#### [EXCERPT TO READ]
Segment Open

For instance, I'm taking a stab that Obama won't be doing the Sunday talk show circuit to field questions about recent reports that Obamacare doesn't allocate nearly enough money to cover the estimated 5.6 million to 7 million Americans with pre-existing medical conditions who will qualify for temporary high-risk insurance pools. I'm betting he won't respond substantively to the study by the Center for Studying Health System Change that Obamacare "could leave hundreds of thousands of potential participants with serious medical problems unable to obtain coverage" and that the $5 billion earmarked for the pools might cover as few as 200,000 people a year.
I'm also stepping out in conjecturing that Obama won't be going on his beloved Fox News to rebut claims by The Washington Examiner's fine editorial page editors that Health and Human Services Secretary Kathleen Sebelius "has resorted to sending millions of senior Americans a sales brochure that is packed with blatantly false claims about Obamacare."
But we are probably safe in assuming that Obama's targeting of seniors with the brochure and television blitzes is no accident. Indeed, The Hill reports that the administration and Democrats "have especially focused on seniors, who make up a crucial voting bloc in November and who traditionally show up at the polls in higher numbers than younger citizens."
But in fairness, I must confess that I've hedged my bets on the Fox News prediction, because the Times reports that former White House communications director Anita Dunn will have a major role in orchestrating the "milestone moments" campaign to deceive, er, inform the administration's subjects, er, public about the vast wonders of Obamacare. Dunn, you may recall, was the principal general in the administration's war against Fox News.

Segment Closed

#### [TASKS TO COMPLETE]
1. Translate this sentence from the Obamacare column into Spanish: "But we are probably safe in assuming that Obama's targeting of seniors with the brochure and television blitzes is no accident."
2. Carry the Obamacare column forward with a few more sentences, picking up after its last one.
The entries have nothing to do with the Obamacare column.

#### [DATA]

Segment Open

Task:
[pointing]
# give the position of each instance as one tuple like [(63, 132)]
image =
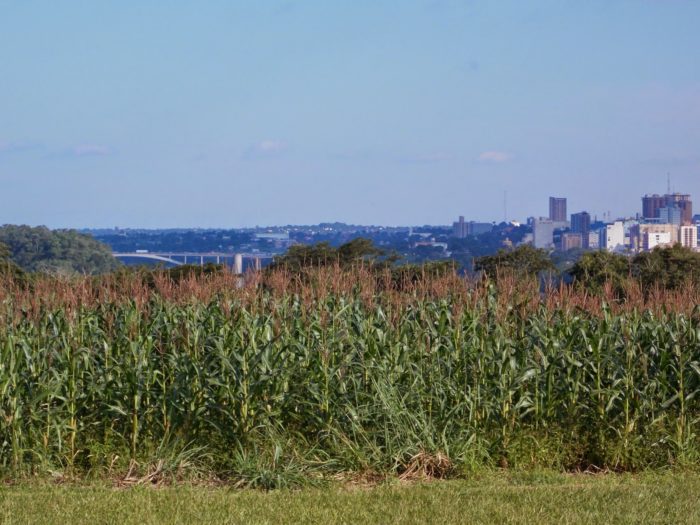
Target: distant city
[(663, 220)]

Segment Closed
Segment Open

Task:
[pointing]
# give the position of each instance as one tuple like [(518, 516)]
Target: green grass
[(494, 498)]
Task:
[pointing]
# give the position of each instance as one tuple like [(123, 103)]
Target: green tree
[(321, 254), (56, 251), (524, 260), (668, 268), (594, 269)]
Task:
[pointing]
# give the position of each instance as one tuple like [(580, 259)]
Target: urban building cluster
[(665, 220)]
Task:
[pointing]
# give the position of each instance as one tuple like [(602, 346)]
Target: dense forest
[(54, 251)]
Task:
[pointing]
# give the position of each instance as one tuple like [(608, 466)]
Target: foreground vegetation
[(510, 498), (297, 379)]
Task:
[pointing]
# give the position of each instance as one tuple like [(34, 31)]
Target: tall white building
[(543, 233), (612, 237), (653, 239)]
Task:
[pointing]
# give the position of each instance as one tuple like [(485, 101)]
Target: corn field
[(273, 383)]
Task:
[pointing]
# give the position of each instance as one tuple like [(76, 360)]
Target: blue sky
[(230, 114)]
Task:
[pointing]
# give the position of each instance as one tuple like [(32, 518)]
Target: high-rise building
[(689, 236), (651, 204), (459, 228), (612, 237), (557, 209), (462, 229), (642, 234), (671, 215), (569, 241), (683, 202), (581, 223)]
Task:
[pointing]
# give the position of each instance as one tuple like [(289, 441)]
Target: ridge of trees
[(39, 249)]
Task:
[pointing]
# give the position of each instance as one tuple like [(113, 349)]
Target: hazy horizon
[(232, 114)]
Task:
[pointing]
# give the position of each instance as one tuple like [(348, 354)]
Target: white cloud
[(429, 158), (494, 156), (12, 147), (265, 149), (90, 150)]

Segment Closed

#### [RESPONSES PER TASK]
1. Pero probablemente podemos suponer sin riesgo que el hecho de que Obama se dirija a las personas mayores con el folleto y las campañas intensivas de televisión no es casualidad.

2.
The Times assures us, though, that Dunn won't be alone. "A veritable army of outside groups" will be "orchestrating campaigns to echo the White House message." This "advocacy campaign ... will last until after the law is fully put into place in 2014." Heading up the effort will be none other than President Obama himself, who "intends to stand by his pledge" not to abandon Democrats who supported Obamacare. His senior adviser David Axelrod said Obama is eager to "campaign for folks who showed the courage to stand up. ... I think he'll do it with a special relish."
Here's hoping he does it with extra-special relish and mustard. He has helped ensure defeat for almost every candidate he's campaigned for to date. If this streak continues, his stamp of approval will be the figurative kiss of death for all candidates who would thwart the indispensable conservative effort to repeal and replace Obamacare.